• _TASKS TO CARRY OUT_
**A)** In the article below on CFOs moving into private equity companies, how often may CFOs need to report on cash flow?
**B)** Using the article below on CFOs moving into private equity companies, explain why a private equity CFO needs a strong team in place.
**C)** Decide whether each statement agrees with the article below on CFOs moving into private equity companies, answering yes or no and quoting the deciding words: (i) Williams Lea Tag is described as a marketing production services group. (ii) Pre-existing data reports are said to be consistent. (iii) McGaghey offers five strategies.

====== EXCERPT PROVIDED ======

How CFOs can transition from privately owned and listed companies to private equity companies – and flourish.
Many CFOs who’ve transformed the financial environments of privately owned and listed companies hope to break into the private equity space, especially as many are keen to take the helm of multi-year growth plans and revival strategies. In fact, few opportunities give CFOs the same chance to transform and prime a business for success as becoming the CFO of a private equity company.
However, it can be difficult for CFOs to transition from privately owned and listed companies to private equity companies. The challenges tend to be particularly demanding for a CFO in the private equity arena: borrowed capital typically means bigger risks, CFOs often have less time to achieve target results, and they’re often under intense scrutiny from investors. On top of this, some private equity companies require regular updates from the CFO so other managerial staff can play key roles in making financial decisions, too.
But a private equity CFO is often relatively new to their company (and sometimes their industry), meaning they’re unlikely to have existing relationships in the C-suite team or a legacy within the company to support them. These CFOs need a strong team in place to move ahead with forward-thinking initiatives and transformational ideas.
With these challenges in mind, here, Gary McGaghey, Group CFO of the €1.3bn end-to-end marketing production services group Williams Lea Tag, shares four strategies to help CFOs thrive in private equity companies. McGaghey emphasises that private equity challenges are much easier to address when the CFO can catch up with the economics at play, develop a strong fact base for making financial decisions, identify talent gaps in teams, and lead with transformation in mind.
1. Get to Grips With Complex Cash Flow Requirements
Though an experienced CFO will be more than used to understanding a company’s balance sheet, cash flow, and debt covenants, the economics can be more complicated when it comes to private equity companies. As debt often fuels these companies’ investments, cash flow can be particularly demanding. CFOs may need to report on cash flow weekly or even daily.
CFOs of private equity companies also often need to delve into the details of what creates value and what creates costs. They often need to examine fixed and variable costs that uncover the most important factors in a business’ operating leverage. A solid understanding of IT and cultural issues can be key to understanding critical data here.
However, often, pre-existing data reports fail to help CFOs understand a business’ position, especially as these reports aren’t always consistent. The CFO will often have to develop their understanding of the business over time, all while managing financial operations and improvement initiatives.

====== DATA ROWS ======

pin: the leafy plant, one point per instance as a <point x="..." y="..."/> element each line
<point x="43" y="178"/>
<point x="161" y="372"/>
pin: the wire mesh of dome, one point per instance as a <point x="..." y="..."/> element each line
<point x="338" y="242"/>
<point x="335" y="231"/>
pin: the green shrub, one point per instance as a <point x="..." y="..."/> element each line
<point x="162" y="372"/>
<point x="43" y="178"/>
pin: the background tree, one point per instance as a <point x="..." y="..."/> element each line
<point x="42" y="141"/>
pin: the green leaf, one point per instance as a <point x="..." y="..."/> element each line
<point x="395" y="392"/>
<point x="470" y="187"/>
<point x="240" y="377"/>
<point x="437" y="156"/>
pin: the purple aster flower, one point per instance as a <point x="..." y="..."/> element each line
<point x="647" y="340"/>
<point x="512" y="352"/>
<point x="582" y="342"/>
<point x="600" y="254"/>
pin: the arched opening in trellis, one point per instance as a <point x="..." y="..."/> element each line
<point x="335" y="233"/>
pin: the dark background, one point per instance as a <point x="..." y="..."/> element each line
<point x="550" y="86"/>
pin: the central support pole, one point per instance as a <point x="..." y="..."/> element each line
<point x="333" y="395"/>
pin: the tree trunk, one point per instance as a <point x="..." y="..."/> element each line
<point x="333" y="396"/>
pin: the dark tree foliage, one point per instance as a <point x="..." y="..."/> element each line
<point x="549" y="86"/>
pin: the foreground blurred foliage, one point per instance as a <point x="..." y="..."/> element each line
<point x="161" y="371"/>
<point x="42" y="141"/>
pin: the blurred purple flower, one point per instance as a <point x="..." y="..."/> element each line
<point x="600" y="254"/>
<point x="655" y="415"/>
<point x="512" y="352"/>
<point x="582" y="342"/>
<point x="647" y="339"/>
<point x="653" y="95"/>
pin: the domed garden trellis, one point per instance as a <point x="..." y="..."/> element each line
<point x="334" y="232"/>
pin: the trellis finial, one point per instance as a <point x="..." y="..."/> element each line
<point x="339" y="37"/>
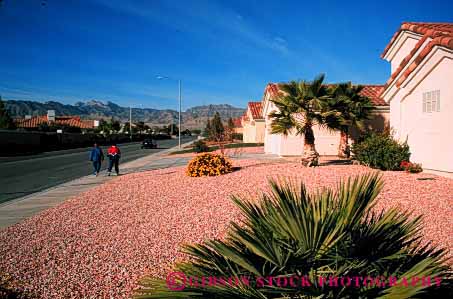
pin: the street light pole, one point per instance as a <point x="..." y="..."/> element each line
<point x="179" y="120"/>
<point x="180" y="101"/>
<point x="130" y="121"/>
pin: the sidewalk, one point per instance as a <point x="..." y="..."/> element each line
<point x="14" y="211"/>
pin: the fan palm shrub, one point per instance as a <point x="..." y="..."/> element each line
<point x="301" y="105"/>
<point x="290" y="232"/>
<point x="353" y="110"/>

======

• _TASK-BY-TASK OUTPUTS_
**A)** Weekly or even daily.

**B)** A private equity CFO is often relatively new to the company and sometimes to the industry, so they are unlikely to have existing relationships in the C-suite or a legacy within the company to support them. They therefore need a strong team to move ahead with forward-thinking initiatives and transformational ideas.

**C)**
(i) Yes: "the €1.3bn end-to-end marketing production services group Williams Lea Tag"
(ii) No: "these reports aren’t always consistent"
(iii) No: "shares four strategies to help CFOs thrive in private equity companies"